Stored data
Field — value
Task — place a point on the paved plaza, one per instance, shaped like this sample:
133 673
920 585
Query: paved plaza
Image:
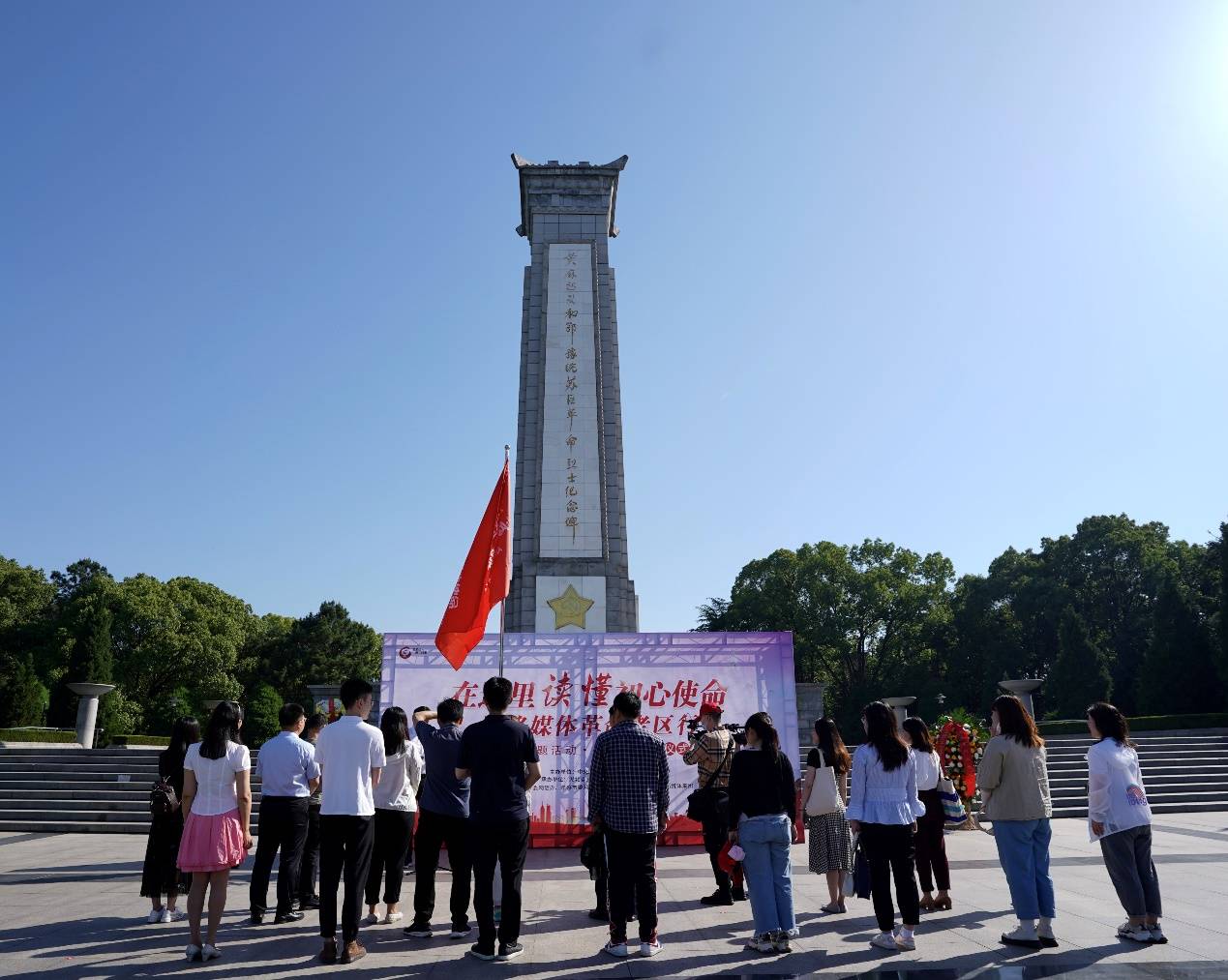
70 907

• [Exercise requirements]
Where a record above holds a picture, drop the picture and print the rest exactly.

• [Answer box]
Field — value
Task — place a point on the paved plaza, one per instance, shaped like this sample:
133 673
920 585
Query: paved plaza
Image:
70 907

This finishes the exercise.